▸ EXERCISES
(1) In the forum thread below, rewrite the paragraph beginning "What I upload to SoL is a html file" as a bulleted list that keeps its main facts.
(2) List every program that the forum thread below says the downloaded Rough Diamond text file was opened in.
(3) Based on the forum thread below, decide whether each statement agrees with it. Answer yes or no, and quote the words that decide it.
(a) Dictionary.com gave "supplicating" as the meaning of "suppliant."
(b) The writer's OxD includes the word "suppliant."
(c) In the reply addressed to Crumbly Writer, the writer says they use the em-dash often.

▸ EXCERPT
========================================================================

Maybe you intended a joke with your use of highfalutin' language. If so, speakers of BrE may have problems getting it. My OxD does not include the word 'suppliant'; it only has 'supplicant'. Just to be sure, I tested 'suppliant' in dictionary.com. It listed it as having the meaning 'supplicating'.

Sigh! It looks like another example of Americans mis-suing a word so often it becomes accepted as a real word. (There may be hope for you yet, EB :-)

Until that point, I thought you were trying to be very clever by adjusting the spelling of "supply-ant". The meaning of that didn't quite work.

Replies:   Capt. Zapp
Capt. Zapp

@Ross at Play

Maybe you intended a joke with your use of highfalutin' language.


Nah. I knew what I intended to say but couldn't put it into words so I just did a copy/paste from one of the online dictionaries. You can blame the 'highfalutin' language' on them.

Ernest Bywater

@Dominions Son

thanks, typo fixed

Ernest Bywater

@Crumbly Writer

As far as I know, the addition of the em-dash was the last html code added to SOL


I wasn't aware he allowed that yet. I don't use the em-dash at all so I don't notice it.

Ernest Bywater

@Capt. Zapp


Unfortunately when you download the stories as text files, they have very strange character combinations in their place.


That may be due to the system where by you're getting it as a text file or it may be on older file with the older code. Looking at Rough Diamond which was recently revised and re-posted the html page shows the curly apostrophes, and when I view the source code it has the curly apostrophes and not the html command for them - I don't know why.

Replies:   Capt. Zapp
Ernest Bywater

@Ross at Play

Who's splitting hares now? :-)


the typist with the fat fingers

Dominions Son

@Ross at Play

Who's splitting hares now? :-)


The barber? :)

Replies:   Ross at Play
Ross at Play

@Dominions Son

The barber? :)

No. The butcher for hares. :-)

Capt. Zapp

@Ernest Bywater

That may be due to the system where by you're getting it as a text file or it may be on older file with the older code.


I don't know where the problem lies. I am on a Win8.1 system but use LO as my primary word processor. Since you referred to your Rough Diamond story, I used it for my testing purposes. I downloaded the story as text file using the TXT button, I got the file Rough_Diamond@Ernest_Bywater.txt which opens by default with Notepad. In Notepad, the Table of Contents displays properly but the story becomes a single paragraph. Opening the same file in WordPad gives me properly formatted paragraphs, but I get the strange characters I noted before. Opening in LO I still get the strange characters, but I also see (with 'Formatting Marks' turned on) that the paragraphs are separated by line breaks (Shift+Enter) instead of paragraph break. I also get paragraph breaks in unusual places, usually in the middle of a sentence.

As sandpiper suggested, it's a fairly simple matter of me doing a find & replace to make corrections, but should I have to?

Ernest Bywater

@Capt. Zapp

I don't know where the problem lies.


I don't know what's causing the issues you have, either.

What I upload to SoL is a html file and when you look at the story page in the browser it's a html file. When you use the right mouse button click to get the sub-window and select 'view source code' you see plain html code. There is a little extra added and the start and the end for some of the Sol admin stuff, but the story text is simple text with very few html code for paragraphs, italics, bold, and some text colour span commands. There are none of html commands that start with & and end with ; or any other oddities, plus the apostrophes show the exact same way as a text apostrophe and not a html command.

========================================================================

▸ DATASET RECORDS
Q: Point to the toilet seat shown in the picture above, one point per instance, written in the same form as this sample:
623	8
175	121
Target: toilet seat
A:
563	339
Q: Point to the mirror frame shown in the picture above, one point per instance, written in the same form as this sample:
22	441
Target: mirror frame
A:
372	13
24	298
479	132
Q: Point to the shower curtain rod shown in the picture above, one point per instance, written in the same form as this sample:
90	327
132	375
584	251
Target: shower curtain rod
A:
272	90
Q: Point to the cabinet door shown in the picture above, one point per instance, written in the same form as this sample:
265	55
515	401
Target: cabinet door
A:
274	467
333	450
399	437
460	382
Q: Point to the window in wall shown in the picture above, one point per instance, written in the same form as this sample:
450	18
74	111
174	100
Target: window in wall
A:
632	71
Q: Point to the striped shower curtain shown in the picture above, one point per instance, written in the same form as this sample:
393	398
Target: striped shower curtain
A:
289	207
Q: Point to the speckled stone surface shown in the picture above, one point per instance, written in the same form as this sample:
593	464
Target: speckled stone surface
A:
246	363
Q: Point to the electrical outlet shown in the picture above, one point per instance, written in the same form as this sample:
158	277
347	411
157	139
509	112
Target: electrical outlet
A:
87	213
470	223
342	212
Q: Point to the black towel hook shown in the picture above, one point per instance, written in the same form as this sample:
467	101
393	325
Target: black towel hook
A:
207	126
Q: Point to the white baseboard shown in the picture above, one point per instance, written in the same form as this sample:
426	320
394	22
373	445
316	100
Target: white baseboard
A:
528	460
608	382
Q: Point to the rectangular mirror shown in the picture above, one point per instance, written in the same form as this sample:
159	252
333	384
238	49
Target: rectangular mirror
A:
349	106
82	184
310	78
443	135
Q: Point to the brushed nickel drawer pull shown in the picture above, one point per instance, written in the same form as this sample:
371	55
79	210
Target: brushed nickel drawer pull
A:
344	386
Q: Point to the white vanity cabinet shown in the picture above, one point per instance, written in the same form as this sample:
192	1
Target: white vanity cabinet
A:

========================================================================

▸ SOLUTIONS BY TASK
(1)
- The file uploaded to SoL is an html file, and the story page seen in the browser is also an html file.
- Right-clicking and selecting "view source code" shows plain html code.
- A little extra is added at the start and the end for some SoL admin material.
- The story text is simple text with very few html codes, used for paragraphs, italics, bold, and some text colour span commands.
- There are no html commands that start with & and end with ;, and no other oddities.
- The apostrophes show the same way as a text apostrophe, not as an html command.

(2) Notepad, WordPad, LO

(3)
(a) Yes: "It listed it as having the meaning 'supplicating'."
(b) No: "My OxD does not include the word 'suppliant'; it only has 'supplicant'."
(c) No: "I don't use the em-dash at all so I don't notice it."